Passage to read »
• • • • •

On Wednesday, April 17, 2002, at 02:58  PM, Allen Short wrote:
> i'm very excited about the possibilities goo presents; it's almost
> everything i've wanted from a language.
>
> my primary interest is in distributed and concurrent apps; hence, i've
> been quite interested in the disucssions of continuations and threads so
> far. I propose adding linear types to goo;
> [.....]

After an initial reading of that paper, I'm quite unconvinced that 
linear types as described there are a useful concept. As far as I can 
tell, the main argument for them is to make it impossible for one to be 
accessed by multiple threads. However, this is a _*great*_ cost in 
complexity for single-threaded programs. I can tell you right now I'd 
hate to use a language that makes me go through the hoops described in 
that paper. Even they admit its basically impossible to use without a 
GUI programming UI. What are the chances of that ever getting done in 
the near future? They poo-poo text-programming, but I haven't seen any 
indication that its going to go away any time soon. The rest of the 
arguments seem to me like they're basically premature optimizations 
exposed to the programmer.

However, I do believe that a similar concept, not applied to number of 
references, but rather, to number of *different threads that have 
references* is a great idea. In fact, I'm currently a proponent of the 
concept that objects should *always* be linear-with-respect-to-threads.

• • • • •

Records supplied »
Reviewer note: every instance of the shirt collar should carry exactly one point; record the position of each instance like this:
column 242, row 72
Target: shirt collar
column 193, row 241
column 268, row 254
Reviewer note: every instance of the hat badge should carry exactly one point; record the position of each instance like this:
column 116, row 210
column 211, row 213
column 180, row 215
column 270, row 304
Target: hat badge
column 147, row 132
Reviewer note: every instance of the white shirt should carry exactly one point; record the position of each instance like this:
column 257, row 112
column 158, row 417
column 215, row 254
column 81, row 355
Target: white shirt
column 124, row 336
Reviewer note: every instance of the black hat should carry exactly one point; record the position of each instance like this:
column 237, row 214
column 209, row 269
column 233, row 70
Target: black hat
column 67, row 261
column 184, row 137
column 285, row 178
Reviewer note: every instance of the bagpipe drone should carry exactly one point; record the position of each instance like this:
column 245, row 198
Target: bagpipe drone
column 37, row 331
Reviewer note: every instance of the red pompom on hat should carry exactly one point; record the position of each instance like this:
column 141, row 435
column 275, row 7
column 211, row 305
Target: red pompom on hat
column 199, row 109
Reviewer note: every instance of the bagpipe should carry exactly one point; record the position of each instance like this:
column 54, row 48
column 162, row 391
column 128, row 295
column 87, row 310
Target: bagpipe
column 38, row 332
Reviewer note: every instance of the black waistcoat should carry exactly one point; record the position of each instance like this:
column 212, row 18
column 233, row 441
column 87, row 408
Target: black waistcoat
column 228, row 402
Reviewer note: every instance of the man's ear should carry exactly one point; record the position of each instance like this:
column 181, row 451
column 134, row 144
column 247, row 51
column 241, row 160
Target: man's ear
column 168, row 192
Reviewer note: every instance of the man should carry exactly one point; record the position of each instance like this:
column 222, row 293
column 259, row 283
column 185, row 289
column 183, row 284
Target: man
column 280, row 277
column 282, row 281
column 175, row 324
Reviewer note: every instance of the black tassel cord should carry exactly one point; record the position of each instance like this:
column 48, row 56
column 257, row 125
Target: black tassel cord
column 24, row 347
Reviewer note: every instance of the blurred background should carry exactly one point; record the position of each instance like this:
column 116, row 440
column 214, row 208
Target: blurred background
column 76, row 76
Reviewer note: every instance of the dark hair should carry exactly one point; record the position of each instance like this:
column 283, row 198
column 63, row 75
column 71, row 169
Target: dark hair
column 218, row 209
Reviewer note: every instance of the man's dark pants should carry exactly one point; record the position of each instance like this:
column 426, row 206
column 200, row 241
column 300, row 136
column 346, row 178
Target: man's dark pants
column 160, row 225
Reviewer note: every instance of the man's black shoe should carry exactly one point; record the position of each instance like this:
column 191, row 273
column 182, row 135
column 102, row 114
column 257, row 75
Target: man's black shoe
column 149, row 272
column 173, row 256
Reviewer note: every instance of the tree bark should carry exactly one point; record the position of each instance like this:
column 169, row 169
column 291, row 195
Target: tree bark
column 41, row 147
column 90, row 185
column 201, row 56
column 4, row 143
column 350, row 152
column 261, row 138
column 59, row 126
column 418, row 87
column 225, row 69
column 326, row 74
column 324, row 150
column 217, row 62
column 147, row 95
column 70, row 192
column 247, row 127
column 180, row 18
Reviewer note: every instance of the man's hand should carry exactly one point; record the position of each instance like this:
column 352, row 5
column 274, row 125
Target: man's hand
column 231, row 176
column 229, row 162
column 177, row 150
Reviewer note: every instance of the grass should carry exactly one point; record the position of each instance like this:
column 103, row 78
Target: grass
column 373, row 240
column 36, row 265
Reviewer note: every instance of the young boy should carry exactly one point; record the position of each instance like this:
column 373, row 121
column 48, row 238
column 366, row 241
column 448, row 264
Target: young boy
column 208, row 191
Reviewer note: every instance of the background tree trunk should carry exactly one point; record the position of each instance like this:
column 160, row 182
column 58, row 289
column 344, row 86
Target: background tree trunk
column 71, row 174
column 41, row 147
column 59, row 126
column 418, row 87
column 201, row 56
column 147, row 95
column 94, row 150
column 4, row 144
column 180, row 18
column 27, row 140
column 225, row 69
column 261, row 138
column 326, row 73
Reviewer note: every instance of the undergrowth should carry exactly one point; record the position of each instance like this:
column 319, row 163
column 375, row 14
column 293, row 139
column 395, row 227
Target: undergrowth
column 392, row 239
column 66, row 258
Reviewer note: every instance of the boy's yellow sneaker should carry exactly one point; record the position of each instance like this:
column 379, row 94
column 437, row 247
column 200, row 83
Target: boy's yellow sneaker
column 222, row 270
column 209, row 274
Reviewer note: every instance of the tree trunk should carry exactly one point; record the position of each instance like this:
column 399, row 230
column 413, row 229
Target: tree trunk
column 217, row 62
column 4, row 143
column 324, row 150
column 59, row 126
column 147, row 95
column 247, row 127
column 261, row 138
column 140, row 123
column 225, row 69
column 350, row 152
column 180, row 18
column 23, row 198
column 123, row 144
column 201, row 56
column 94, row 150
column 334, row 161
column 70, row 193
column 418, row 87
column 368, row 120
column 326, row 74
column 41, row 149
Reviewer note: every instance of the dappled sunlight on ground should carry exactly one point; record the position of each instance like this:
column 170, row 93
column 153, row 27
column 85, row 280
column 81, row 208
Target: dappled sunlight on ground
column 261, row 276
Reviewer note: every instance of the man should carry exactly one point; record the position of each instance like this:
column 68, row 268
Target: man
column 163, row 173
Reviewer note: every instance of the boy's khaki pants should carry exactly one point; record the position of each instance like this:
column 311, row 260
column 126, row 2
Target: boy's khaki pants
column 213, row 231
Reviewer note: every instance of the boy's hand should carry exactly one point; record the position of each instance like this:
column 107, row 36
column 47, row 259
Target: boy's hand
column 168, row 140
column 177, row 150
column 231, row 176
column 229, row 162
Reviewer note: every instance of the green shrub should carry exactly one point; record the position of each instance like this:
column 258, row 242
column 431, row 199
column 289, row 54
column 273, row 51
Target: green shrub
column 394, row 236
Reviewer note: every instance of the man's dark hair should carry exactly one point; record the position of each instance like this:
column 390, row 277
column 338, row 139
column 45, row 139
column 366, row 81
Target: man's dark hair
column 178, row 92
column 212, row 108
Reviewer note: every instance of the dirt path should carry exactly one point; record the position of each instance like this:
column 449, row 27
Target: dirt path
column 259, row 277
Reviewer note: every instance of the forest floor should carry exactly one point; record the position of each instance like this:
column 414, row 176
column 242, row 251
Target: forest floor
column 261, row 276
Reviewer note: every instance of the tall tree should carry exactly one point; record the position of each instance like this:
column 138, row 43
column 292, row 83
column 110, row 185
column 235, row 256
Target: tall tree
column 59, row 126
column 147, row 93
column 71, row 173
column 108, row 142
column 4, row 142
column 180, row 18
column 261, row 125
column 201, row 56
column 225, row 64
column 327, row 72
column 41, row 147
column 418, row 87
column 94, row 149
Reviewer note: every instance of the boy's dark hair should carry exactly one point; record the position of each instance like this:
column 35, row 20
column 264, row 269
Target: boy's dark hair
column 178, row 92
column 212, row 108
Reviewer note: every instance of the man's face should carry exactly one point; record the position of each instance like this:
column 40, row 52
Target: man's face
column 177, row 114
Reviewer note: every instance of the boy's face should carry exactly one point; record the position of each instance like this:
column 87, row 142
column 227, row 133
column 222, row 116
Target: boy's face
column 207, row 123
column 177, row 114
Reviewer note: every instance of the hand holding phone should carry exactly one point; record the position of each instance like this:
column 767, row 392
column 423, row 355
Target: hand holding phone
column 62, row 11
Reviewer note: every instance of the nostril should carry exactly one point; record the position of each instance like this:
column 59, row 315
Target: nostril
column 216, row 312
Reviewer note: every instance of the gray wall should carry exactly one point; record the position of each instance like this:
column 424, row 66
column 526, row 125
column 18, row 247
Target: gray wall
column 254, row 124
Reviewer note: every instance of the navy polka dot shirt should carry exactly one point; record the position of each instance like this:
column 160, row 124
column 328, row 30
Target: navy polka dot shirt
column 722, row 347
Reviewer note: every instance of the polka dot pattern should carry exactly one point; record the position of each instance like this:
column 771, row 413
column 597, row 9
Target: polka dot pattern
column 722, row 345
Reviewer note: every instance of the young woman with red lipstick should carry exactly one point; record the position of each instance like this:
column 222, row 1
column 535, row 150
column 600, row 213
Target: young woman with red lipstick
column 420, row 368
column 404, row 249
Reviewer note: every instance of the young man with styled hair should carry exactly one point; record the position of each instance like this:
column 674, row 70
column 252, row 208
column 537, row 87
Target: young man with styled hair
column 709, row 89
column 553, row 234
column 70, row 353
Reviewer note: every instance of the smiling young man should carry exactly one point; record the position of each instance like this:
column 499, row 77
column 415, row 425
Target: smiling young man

• • • • •

To be done »
a: In the message about linear types, reproduce the part starting at "However, I do" and ending at "should *always* be linear-with-respect-to-threads.", substituting "supporter" for "proponent".
b: Continue the message about linear types beyond its final sentence.

Answers for this exercise »
a:
However, I do believe that a similar concept, not applied to number of 
references, but rather, to number of *different threads that have 
references* is a great idea. In fact, I'm currently a supporter of the 
concept that objects should *always* be linear-with-respect-to-threads.

b:
That is, two threads cannot ever hold a reference to the same object 
[[at least, as far as they can tell]]. Make RPC the only method of 
communication, but make it very optimized. In my experience, when 
writing a threaded program, you pretty much need to work that way 
anyways if you're going to stay sane, but its just a lot easier to screw 
up and allow a reference to escape to another thread when you didn't 
intend to.

> Additionally, linear continuations have unique advantages; they allow
> continuations to be stack allocated (since they cannot be captured), and
> avoid the bad interactions shareable continuations have with
> unwind-protect and tail recursion (for a detailed discussion of this
> issue, see http://lists.tunes.org/archives/tunes/1999-August/002235.html
> ) while providing most of the control advantages of shareable
> continuations such as coroutines and microthreading.
>
> Of course, some applications require non-linear continuations;
> Queinnec-style use of continuations for web apps most notably, as well
> as prolog-style backtracking. My own feelings are that only allowing
> linear continuations is a sufficient tradeoff between expressitivity and
> clean semantics/efficient implementation.

Single-shot continuations have a lot going for them, but unless I'm 
missing something, being able to be stack-allocated is not one of them. 
However, every time I think about multi-callable continuations they seem 
like a worse idea. That message reminds me of my biggest objection: that 
functions can get put in normally-impossible states of execution. Even 
for web-applications it seems like a poor idea, as the state of the data 
is not copied, only the state of execution. The That's all well-and-good 
as long as you make sure not to ever modify program state or ever use 
non-functional operations in your app. If anything does, it could end up 
in serious trouble. That seems to me to be quite poor, and it makes me 
think that what you really want to have for web-applications is fork().

Then there's the issues with callbacks from a C library. With one-shot 
continuations, it seems at least *possible* to make the C 
interoperability issues work out, but with multi-shot continuations, 
that gets more complicated. Its not really possible to return to a C 
function more than once.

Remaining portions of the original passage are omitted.